SOURCE RECORDS
━━━━━━━━━━━━━━━━

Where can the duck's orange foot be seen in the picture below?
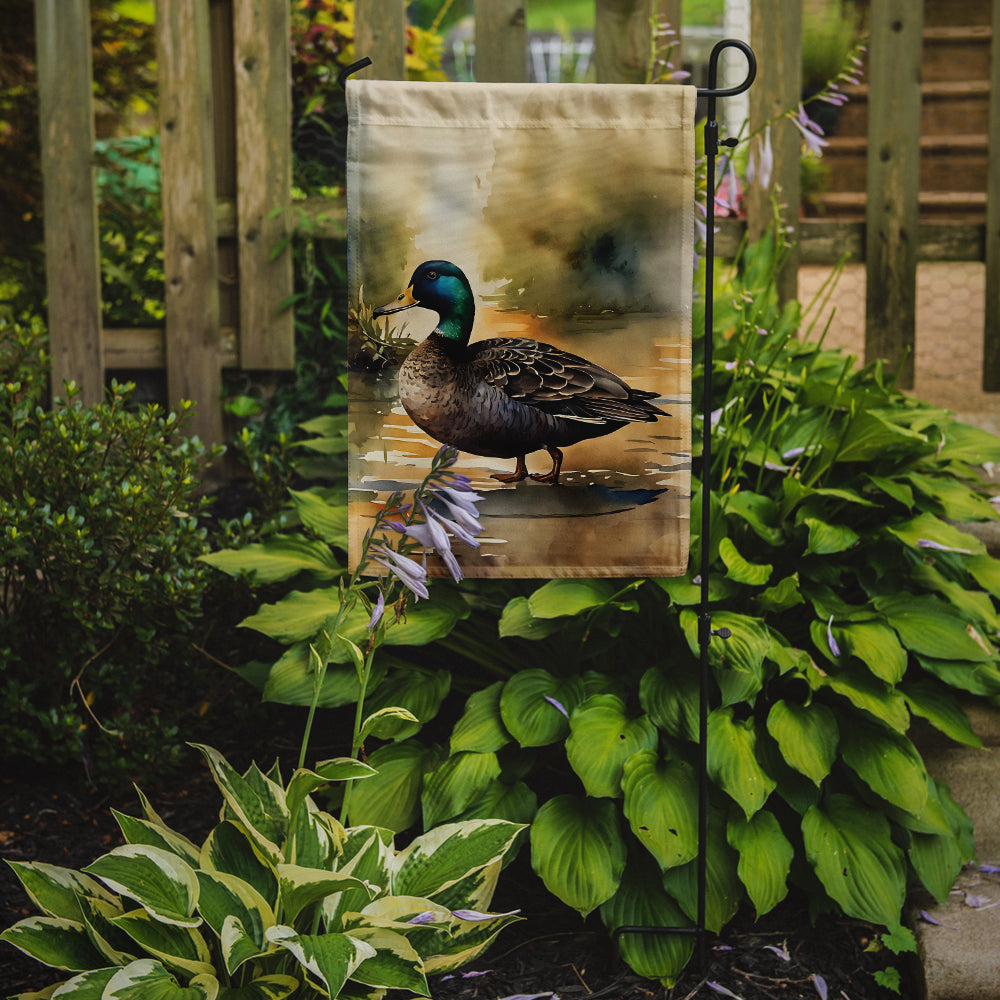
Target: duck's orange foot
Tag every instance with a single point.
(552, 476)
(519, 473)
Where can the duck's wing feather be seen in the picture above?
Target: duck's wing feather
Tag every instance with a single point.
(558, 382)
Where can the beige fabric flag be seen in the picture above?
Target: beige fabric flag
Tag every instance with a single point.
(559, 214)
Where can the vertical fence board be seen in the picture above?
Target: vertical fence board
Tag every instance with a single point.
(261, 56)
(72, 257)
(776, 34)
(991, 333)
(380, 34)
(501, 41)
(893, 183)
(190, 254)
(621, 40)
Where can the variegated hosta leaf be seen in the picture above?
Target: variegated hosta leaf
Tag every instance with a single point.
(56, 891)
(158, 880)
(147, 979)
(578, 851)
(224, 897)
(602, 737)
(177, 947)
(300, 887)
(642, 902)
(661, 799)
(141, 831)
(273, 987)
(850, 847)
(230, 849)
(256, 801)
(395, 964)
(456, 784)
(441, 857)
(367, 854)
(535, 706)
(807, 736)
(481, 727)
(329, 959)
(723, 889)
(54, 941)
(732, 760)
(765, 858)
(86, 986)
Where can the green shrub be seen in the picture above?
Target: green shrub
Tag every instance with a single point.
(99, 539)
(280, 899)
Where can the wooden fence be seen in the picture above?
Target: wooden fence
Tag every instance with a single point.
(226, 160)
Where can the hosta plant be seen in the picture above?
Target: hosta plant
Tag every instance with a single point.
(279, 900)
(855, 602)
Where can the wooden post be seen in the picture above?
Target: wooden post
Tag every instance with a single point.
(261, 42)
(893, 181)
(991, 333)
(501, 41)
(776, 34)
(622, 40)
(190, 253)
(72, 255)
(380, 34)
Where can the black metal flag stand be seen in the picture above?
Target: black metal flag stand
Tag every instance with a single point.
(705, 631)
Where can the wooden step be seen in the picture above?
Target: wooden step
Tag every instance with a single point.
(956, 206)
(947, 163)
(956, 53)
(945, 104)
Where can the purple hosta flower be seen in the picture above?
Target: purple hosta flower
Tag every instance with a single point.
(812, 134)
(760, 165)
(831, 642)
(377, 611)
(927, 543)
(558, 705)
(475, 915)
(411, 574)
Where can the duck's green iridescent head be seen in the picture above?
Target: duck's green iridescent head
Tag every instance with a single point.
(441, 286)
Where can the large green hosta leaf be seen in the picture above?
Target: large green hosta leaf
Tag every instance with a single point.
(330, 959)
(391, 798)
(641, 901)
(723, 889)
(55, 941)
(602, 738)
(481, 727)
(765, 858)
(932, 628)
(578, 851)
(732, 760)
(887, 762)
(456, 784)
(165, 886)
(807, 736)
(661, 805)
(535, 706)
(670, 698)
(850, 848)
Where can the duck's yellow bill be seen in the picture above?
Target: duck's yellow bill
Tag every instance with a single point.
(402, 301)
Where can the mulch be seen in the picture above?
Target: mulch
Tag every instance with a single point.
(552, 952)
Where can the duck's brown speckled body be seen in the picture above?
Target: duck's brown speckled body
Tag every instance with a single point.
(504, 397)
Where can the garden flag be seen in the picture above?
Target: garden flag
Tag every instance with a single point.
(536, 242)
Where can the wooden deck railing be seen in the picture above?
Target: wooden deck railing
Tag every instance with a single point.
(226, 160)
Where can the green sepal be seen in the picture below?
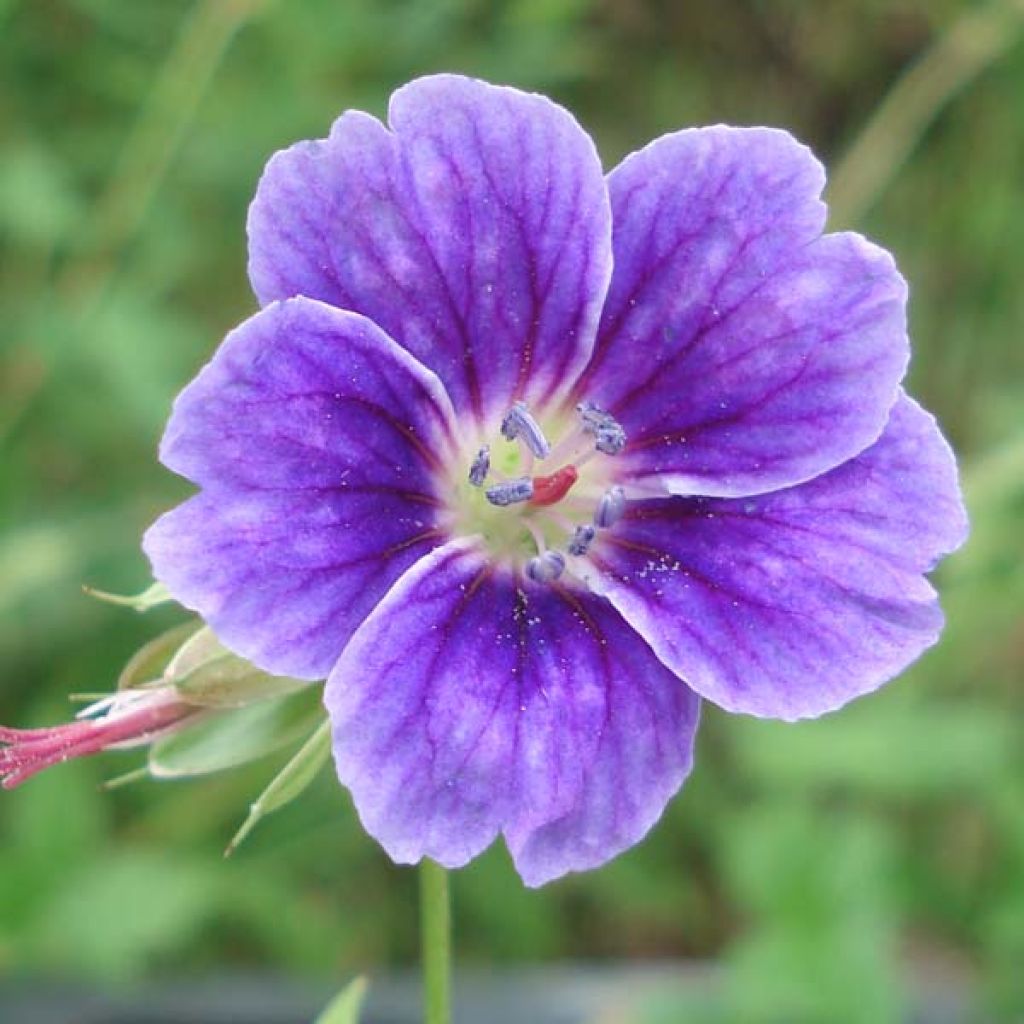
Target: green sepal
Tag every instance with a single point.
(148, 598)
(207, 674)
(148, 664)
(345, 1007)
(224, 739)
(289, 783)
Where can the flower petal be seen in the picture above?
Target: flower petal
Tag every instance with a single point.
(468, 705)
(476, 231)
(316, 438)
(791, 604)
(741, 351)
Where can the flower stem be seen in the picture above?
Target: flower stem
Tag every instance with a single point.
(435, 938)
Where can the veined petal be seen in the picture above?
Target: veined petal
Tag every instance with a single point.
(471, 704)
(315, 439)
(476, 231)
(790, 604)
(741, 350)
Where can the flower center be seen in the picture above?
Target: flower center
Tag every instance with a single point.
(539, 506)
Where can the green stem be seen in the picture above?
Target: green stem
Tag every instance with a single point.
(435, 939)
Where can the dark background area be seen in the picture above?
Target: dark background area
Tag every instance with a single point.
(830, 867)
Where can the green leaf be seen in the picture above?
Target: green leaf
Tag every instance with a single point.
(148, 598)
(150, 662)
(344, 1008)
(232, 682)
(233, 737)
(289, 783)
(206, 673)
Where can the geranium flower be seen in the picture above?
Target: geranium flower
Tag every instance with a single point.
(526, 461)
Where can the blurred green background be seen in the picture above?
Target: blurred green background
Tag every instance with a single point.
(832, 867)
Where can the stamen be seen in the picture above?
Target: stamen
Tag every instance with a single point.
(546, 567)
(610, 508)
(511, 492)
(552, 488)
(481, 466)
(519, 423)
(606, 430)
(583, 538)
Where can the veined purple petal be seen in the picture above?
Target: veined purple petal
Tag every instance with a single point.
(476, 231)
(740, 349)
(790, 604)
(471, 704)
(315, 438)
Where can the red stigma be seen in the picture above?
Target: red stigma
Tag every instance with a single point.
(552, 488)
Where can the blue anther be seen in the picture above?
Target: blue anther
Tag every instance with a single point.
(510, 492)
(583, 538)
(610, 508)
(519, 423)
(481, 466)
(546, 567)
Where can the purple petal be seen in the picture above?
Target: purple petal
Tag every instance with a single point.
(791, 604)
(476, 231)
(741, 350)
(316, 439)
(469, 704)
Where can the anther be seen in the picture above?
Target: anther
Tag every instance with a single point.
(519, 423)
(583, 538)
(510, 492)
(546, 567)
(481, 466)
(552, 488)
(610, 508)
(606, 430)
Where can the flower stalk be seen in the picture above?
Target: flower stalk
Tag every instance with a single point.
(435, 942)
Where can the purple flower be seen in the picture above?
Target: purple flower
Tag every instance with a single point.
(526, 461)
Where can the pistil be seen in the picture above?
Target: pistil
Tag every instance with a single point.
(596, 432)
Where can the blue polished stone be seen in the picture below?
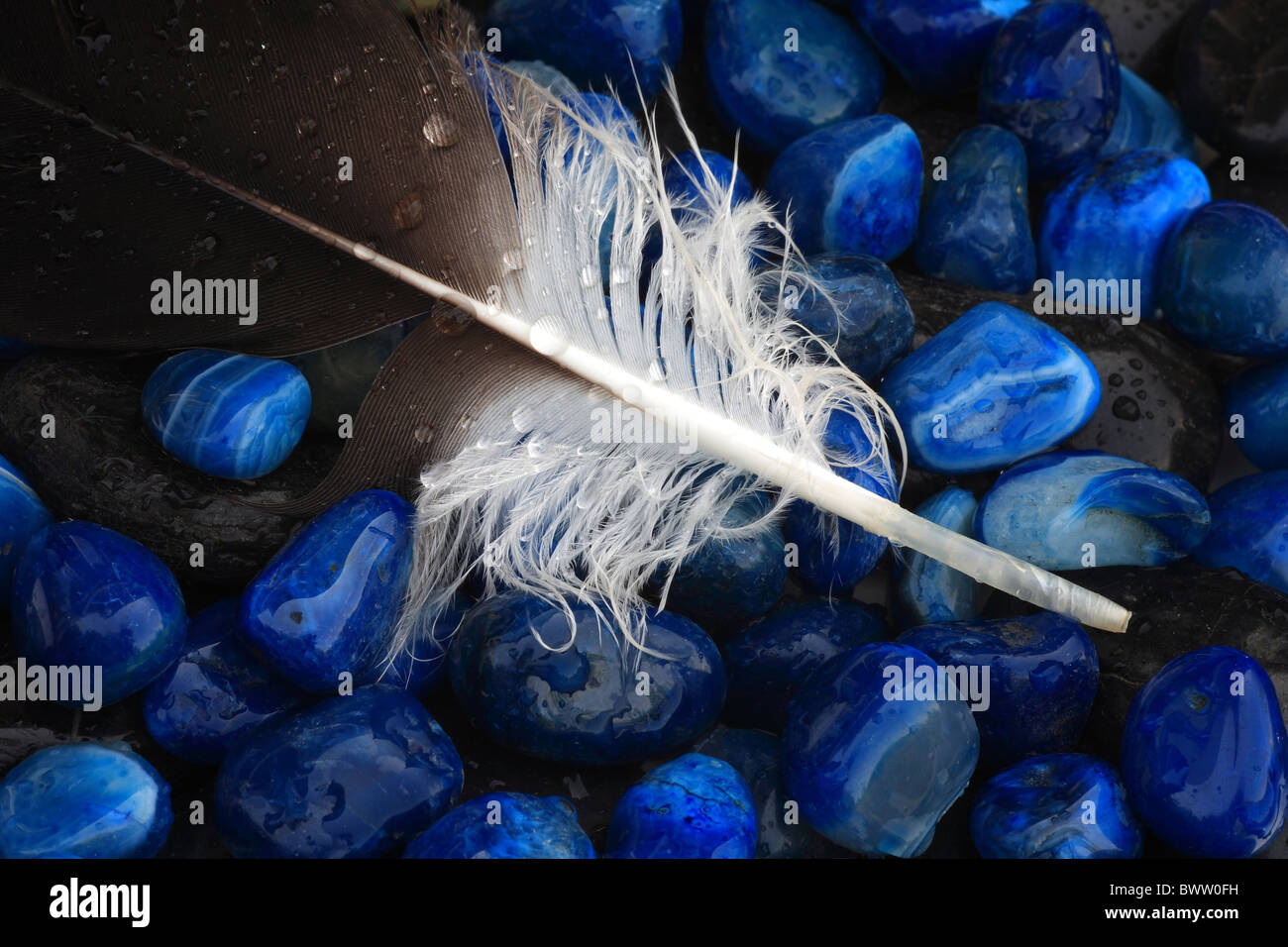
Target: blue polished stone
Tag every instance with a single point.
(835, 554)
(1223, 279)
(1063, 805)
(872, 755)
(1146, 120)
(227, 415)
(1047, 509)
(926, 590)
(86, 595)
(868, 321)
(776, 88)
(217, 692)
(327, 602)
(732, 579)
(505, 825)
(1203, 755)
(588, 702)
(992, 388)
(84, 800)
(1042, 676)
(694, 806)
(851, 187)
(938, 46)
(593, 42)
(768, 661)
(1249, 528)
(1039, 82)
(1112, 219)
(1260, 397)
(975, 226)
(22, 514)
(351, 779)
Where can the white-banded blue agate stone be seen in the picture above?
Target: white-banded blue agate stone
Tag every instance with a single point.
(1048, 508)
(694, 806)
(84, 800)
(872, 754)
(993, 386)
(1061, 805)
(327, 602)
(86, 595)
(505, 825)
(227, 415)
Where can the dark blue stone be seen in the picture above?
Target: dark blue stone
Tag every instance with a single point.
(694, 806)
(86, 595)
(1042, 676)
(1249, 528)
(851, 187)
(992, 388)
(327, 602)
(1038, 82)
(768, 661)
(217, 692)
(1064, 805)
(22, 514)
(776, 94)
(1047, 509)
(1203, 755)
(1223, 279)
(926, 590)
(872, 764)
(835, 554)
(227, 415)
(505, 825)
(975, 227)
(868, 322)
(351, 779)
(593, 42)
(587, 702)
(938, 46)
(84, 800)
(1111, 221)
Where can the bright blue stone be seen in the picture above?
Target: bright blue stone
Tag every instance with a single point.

━━━━━━━━━━━━━━━━

INSTRUCTIONS FOR THE TASK
From the listing above, copy every line where the string "shrub" is found.

TASK RESULT
Where can the green shrub be seen in the picture above?
Target: green shrub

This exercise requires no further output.